DIRECTIVE => Which lines in the entries below contain the string "handle"? Pick out and copy each one, matching case exactly.

INPUT RECORDS =>
--------------------------------------------------

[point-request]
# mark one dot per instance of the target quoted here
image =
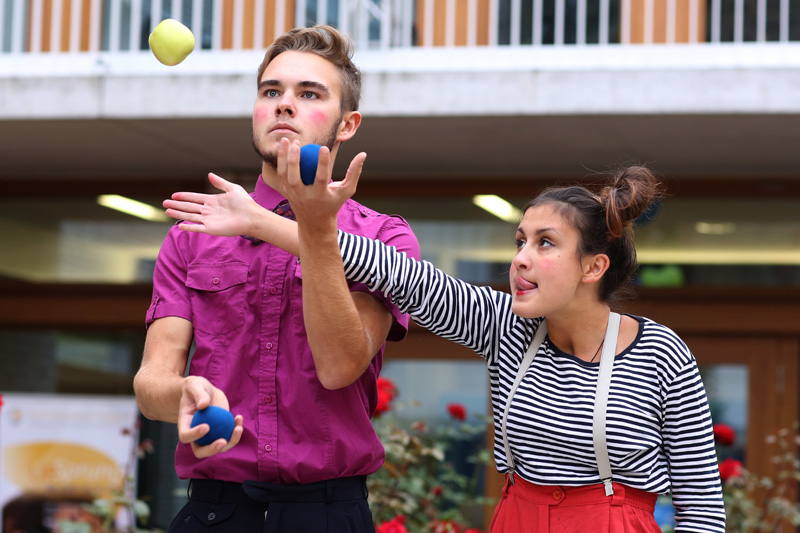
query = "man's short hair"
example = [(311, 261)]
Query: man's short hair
[(328, 43)]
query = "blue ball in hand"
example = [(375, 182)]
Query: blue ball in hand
[(309, 158), (218, 419)]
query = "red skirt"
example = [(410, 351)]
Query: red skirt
[(529, 508)]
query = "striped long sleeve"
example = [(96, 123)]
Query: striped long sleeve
[(659, 431)]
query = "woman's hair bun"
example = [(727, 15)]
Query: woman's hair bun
[(626, 196)]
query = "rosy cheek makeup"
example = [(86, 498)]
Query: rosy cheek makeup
[(318, 117)]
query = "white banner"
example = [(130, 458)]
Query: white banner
[(58, 452)]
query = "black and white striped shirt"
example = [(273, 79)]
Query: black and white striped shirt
[(659, 429)]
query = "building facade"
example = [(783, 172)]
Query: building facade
[(460, 98)]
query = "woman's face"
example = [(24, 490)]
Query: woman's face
[(546, 270)]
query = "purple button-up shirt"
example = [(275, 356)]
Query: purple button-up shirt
[(244, 300)]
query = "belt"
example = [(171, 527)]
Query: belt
[(258, 492)]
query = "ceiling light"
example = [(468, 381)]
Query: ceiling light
[(498, 207), (132, 207), (715, 228)]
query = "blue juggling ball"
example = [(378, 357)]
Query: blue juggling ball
[(218, 419), (309, 157)]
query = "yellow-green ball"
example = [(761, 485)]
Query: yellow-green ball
[(171, 42)]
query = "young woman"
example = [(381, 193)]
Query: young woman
[(595, 413)]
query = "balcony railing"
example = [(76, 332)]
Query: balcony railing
[(46, 26)]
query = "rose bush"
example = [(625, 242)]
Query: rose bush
[(761, 503), (418, 489)]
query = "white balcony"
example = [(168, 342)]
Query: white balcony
[(467, 88)]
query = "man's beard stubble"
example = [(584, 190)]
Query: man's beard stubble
[(271, 158)]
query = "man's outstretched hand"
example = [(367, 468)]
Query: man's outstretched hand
[(226, 214)]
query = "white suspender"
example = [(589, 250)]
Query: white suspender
[(600, 403), (523, 367)]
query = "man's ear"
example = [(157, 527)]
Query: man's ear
[(594, 267), (348, 126)]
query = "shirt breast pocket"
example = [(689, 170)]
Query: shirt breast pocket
[(218, 296)]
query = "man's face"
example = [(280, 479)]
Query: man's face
[(299, 97)]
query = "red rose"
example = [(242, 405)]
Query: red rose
[(384, 403), (387, 386), (724, 435), (394, 525), (444, 526), (457, 411), (730, 468)]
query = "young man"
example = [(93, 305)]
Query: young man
[(301, 380)]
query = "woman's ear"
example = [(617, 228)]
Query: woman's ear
[(594, 267)]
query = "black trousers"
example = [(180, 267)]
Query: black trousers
[(332, 506)]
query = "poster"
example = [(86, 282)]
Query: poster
[(59, 452)]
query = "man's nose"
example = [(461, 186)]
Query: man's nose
[(285, 106)]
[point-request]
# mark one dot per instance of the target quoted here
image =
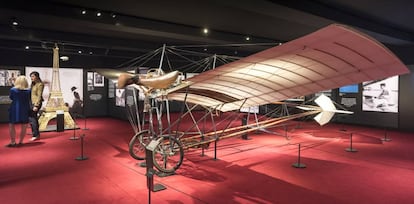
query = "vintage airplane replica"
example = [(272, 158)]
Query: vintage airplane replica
[(329, 58)]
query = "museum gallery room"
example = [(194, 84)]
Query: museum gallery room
[(251, 101)]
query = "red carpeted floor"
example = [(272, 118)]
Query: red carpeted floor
[(258, 170)]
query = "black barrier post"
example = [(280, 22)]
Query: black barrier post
[(386, 139), (149, 151), (84, 122), (298, 164), (244, 123), (74, 137), (350, 148), (82, 157)]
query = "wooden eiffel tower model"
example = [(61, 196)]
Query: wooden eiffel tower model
[(55, 101)]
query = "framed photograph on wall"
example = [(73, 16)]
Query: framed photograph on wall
[(98, 80), (11, 76), (380, 95), (2, 77), (71, 84)]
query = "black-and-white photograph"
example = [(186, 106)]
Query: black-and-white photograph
[(381, 95), (98, 80)]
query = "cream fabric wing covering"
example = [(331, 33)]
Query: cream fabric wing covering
[(329, 58)]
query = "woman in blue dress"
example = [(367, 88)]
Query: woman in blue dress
[(19, 109)]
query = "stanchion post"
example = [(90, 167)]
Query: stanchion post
[(149, 151), (298, 164), (350, 148), (82, 156), (84, 123), (386, 139), (74, 137)]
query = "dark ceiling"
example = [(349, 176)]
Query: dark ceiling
[(127, 29)]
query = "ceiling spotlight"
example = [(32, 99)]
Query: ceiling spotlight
[(205, 30), (64, 58)]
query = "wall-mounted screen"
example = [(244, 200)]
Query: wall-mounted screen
[(381, 95), (353, 88)]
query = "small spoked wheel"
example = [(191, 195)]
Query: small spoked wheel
[(168, 154), (138, 143)]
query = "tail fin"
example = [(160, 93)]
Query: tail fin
[(328, 110)]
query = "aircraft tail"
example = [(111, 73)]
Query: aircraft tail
[(328, 110)]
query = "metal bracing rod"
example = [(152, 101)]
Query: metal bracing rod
[(182, 111), (179, 119), (158, 110), (194, 121), (131, 119), (167, 105), (138, 122), (214, 61), (161, 60)]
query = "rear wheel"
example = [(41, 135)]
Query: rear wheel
[(138, 143), (168, 155)]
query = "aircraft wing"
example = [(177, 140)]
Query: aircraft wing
[(329, 58)]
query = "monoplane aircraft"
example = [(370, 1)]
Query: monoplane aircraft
[(329, 58)]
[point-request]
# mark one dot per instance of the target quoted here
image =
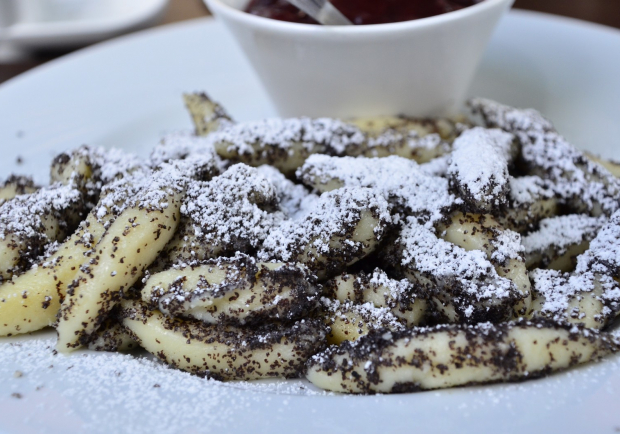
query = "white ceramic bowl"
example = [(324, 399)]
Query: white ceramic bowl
[(417, 68)]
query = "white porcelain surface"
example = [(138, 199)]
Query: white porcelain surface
[(559, 66), (36, 24), (416, 68)]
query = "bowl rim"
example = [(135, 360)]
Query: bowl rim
[(300, 28)]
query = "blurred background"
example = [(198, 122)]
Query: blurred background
[(33, 32)]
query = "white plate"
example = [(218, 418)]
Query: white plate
[(45, 24), (127, 93)]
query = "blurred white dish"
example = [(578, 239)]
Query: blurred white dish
[(417, 68), (58, 24), (126, 93)]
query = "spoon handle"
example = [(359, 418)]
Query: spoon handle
[(322, 11)]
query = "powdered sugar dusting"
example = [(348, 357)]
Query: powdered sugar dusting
[(562, 232), (604, 252), (448, 263), (479, 167), (400, 180), (331, 134)]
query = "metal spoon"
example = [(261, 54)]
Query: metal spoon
[(322, 11)]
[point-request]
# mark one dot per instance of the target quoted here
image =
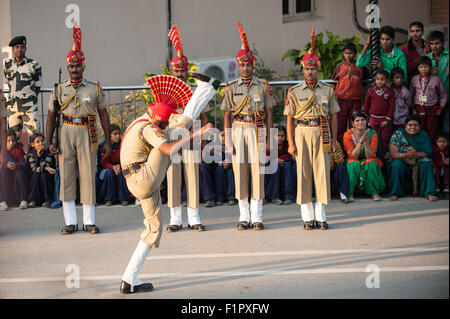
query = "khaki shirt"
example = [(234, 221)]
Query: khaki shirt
[(139, 139), (85, 100), (3, 112), (324, 105), (22, 80), (260, 93)]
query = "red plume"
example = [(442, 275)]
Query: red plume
[(76, 37), (174, 36), (243, 37)]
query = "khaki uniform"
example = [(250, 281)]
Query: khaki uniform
[(313, 146), (248, 107), (191, 176), (140, 144), (77, 139), (22, 80)]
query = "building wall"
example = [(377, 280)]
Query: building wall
[(439, 11), (124, 39)]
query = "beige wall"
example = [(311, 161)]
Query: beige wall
[(124, 39)]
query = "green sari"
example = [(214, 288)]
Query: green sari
[(366, 174), (422, 170)]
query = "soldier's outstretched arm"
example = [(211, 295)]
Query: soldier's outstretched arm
[(170, 148)]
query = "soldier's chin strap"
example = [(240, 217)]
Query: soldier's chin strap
[(202, 95)]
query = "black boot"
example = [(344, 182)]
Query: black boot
[(125, 288)]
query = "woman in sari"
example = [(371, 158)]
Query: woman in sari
[(411, 153), (363, 164)]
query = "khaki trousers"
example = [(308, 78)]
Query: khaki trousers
[(246, 161), (191, 179), (145, 185), (312, 162), (76, 154)]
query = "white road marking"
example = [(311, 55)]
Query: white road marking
[(301, 252), (233, 274)]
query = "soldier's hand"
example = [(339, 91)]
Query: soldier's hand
[(292, 149), (106, 151), (52, 149)]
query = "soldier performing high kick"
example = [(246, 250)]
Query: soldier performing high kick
[(311, 104), (79, 102), (250, 101), (179, 66), (146, 155)]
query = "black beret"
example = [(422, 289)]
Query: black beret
[(18, 40)]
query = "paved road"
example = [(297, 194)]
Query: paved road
[(400, 247)]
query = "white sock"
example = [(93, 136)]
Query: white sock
[(135, 264), (244, 210), (256, 210), (319, 212), (88, 214), (70, 213), (175, 216), (307, 212), (193, 216)]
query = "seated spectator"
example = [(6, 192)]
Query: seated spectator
[(411, 152), (42, 165), (111, 184), (339, 175), (281, 186), (13, 179), (224, 179), (441, 155), (364, 158), (403, 99)]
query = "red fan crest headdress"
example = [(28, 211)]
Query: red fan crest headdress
[(244, 54), (76, 55), (311, 58), (170, 94), (180, 61)]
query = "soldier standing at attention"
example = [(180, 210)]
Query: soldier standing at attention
[(23, 76), (179, 66), (249, 100), (79, 101), (312, 103), (3, 131), (146, 154)]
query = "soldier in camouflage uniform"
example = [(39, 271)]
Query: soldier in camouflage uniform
[(23, 76)]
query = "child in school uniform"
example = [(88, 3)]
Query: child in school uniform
[(380, 103), (13, 179), (111, 186), (429, 96), (440, 160), (42, 165), (403, 99)]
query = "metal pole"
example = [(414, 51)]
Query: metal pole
[(374, 42)]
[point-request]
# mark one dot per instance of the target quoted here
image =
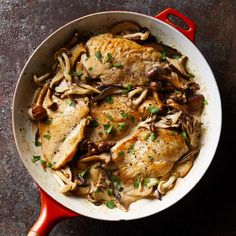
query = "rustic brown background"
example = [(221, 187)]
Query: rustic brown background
[(210, 208)]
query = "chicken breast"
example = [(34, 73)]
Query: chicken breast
[(148, 154), (112, 119), (63, 130), (119, 61)]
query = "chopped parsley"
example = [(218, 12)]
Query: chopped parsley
[(153, 109), (116, 182), (121, 126), (109, 99), (63, 140), (93, 124), (110, 117), (108, 128), (37, 142), (109, 191), (110, 204), (191, 75), (146, 137), (150, 158), (128, 88), (83, 174), (48, 121), (121, 153), (47, 136), (35, 158), (163, 56), (153, 137), (137, 182), (76, 73), (124, 115), (109, 57), (98, 55), (176, 56), (117, 65), (184, 134), (49, 164)]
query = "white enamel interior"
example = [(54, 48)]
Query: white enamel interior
[(98, 23)]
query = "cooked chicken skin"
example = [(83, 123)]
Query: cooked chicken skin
[(60, 137), (119, 61), (115, 114), (144, 156)]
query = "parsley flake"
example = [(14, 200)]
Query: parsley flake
[(35, 158), (98, 55), (110, 204)]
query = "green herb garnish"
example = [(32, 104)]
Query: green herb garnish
[(184, 134), (121, 153), (37, 142), (137, 182), (109, 57), (93, 124), (76, 73), (117, 65), (191, 75), (176, 56), (128, 88), (153, 137), (109, 99), (116, 182), (63, 140), (48, 121), (109, 191), (110, 117), (163, 56), (35, 158), (110, 204), (124, 115), (98, 55), (108, 128), (83, 174), (121, 126), (153, 109), (47, 136)]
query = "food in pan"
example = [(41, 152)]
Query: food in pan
[(118, 117)]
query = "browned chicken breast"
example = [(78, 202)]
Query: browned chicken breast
[(148, 154), (119, 60), (112, 119), (63, 130)]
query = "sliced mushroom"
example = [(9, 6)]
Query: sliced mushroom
[(124, 28), (39, 80), (106, 157), (164, 186), (137, 36), (169, 121)]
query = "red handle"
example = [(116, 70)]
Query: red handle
[(189, 33), (51, 213)]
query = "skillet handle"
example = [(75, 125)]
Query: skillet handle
[(51, 213), (189, 33)]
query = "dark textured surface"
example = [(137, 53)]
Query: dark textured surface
[(210, 208)]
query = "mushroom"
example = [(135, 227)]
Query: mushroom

--------------------------------------------------

RESULT OF THE EXERCISE =>
query = "spoon handle"
Query: spoon handle
query = "red handle"
Query: red handle
query = "skillet handle"
Query: skillet handle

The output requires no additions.